**YOUR ASSIGNMENT**: An exact, complete copy of the entries is needed, with the pictures left out.

*** DATA SECTION ***

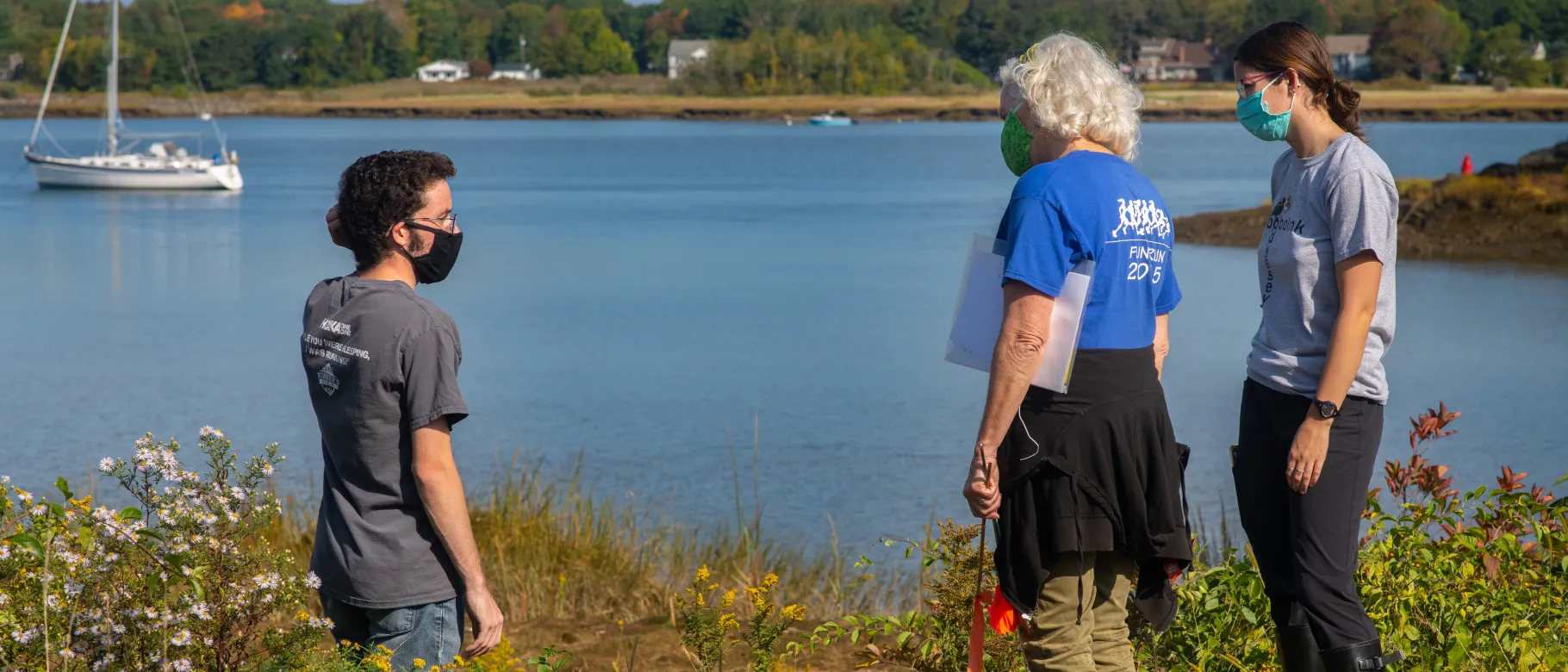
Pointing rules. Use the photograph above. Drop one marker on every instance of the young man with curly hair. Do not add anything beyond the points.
(392, 543)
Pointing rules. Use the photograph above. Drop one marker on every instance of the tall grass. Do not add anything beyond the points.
(552, 549)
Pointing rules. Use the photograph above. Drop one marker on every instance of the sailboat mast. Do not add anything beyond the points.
(113, 80)
(53, 69)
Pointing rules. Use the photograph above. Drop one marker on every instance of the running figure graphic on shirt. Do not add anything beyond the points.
(1147, 229)
(1142, 218)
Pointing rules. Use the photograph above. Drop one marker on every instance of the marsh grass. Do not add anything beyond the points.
(554, 549)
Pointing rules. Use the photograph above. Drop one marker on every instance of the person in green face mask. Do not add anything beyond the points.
(1084, 503)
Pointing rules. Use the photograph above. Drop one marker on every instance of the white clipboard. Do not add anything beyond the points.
(977, 320)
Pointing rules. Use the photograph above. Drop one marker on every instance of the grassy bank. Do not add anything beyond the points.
(638, 97)
(1516, 220)
(210, 568)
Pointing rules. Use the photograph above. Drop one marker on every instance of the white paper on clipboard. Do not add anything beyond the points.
(977, 319)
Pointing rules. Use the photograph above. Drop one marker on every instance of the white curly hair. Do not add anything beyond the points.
(1076, 91)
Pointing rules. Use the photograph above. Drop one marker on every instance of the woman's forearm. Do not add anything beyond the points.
(1019, 346)
(1162, 344)
(1359, 287)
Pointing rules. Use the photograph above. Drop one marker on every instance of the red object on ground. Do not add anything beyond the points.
(1002, 616)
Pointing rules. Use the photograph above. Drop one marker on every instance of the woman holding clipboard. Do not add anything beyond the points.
(1084, 484)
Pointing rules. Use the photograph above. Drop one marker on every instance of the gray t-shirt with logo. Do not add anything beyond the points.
(380, 362)
(1325, 210)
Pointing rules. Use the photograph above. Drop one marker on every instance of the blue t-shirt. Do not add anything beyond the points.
(1095, 206)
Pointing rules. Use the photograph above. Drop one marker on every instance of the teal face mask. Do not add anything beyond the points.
(1015, 145)
(1254, 113)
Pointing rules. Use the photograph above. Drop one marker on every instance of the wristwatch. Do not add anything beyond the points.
(1325, 409)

*** End of DATA SECTION ***

**RESPONSE FOR THIS EXERCISE**:
Pointing rules. Use the photograph above. Drop one marker on every instance of the young man with curly hair. Do not add anything beyond the points.
(392, 543)
Pointing rules. Use the photograph above. Drop one marker on every instance of the tall grass. Do not add anything beyond the points.
(552, 549)
Pointing rules. Use the photograph above. Drop one marker on every instance of the sailboat mast. Do not add anything beyond the points.
(113, 80)
(53, 69)
Pointing rules. Use the photograph above. Drop one marker on every instance of the running figure graphic on shirt. Do not add anything beyond the points.
(1147, 229)
(1142, 218)
Pointing rules. Use the photograph above. Drop one marker on every instance of the marsh grass. Do not add anything beyond the points.
(554, 549)
Pointing rules. Use the photograph above. Drop one marker on every instance of the person in green face mask. Do not add anything beyond the points.
(1084, 503)
Pointing rules. Use the photograph above. Drop one marker on every instance of the white clipboard. Do not add anything beyond the points.
(977, 320)
Pointing rules. Use the photograph above. Drop one marker on every instance of the grassy bank. Do not add anything beyond the points.
(638, 97)
(1516, 220)
(210, 568)
Pointing rules. Use the photograph above. Drop one marker on every instance of the white paper on clipboard. Do not add anything beyond the points.
(977, 319)
Pointing rules. Use the photograph above. Drop one marker on every instance of the white curly hair. Do not add anything beyond the points.
(1076, 91)
Pointing rules. Use the photograph above. Drop one marker on every instance of the woman's forearm. Do not add anything beyond the points.
(1019, 346)
(1162, 344)
(1359, 287)
Pointing rules. Use the photograph above. Drop one marker on every instance of the red object on ground. Do not add anything beyond the points.
(1002, 616)
Pointing rules. Use the photograph above. Drop one marker on every instance of the woman holding clipboard. Do not add anything beyond the points.
(1084, 484)
Pointing rules. Use the photograph above. Drop one marker on every instance of the gray t-shirt with logo. Do not add anything beyond the points.
(380, 362)
(1325, 210)
Pointing rules. Use the photograph above. Drop one marker on every instance of the blue t-shirt. Do not add anything beyond the points.
(1095, 206)
Pointing rules. Use the photograph above. Drop one marker on every instance of the teal face mask. Do not add anything beyond the points.
(1015, 145)
(1254, 113)
Pointing rules. Use the photograph above. Drop one marker on every instance of the wristwatch. Do not add anything beyond the points.
(1325, 409)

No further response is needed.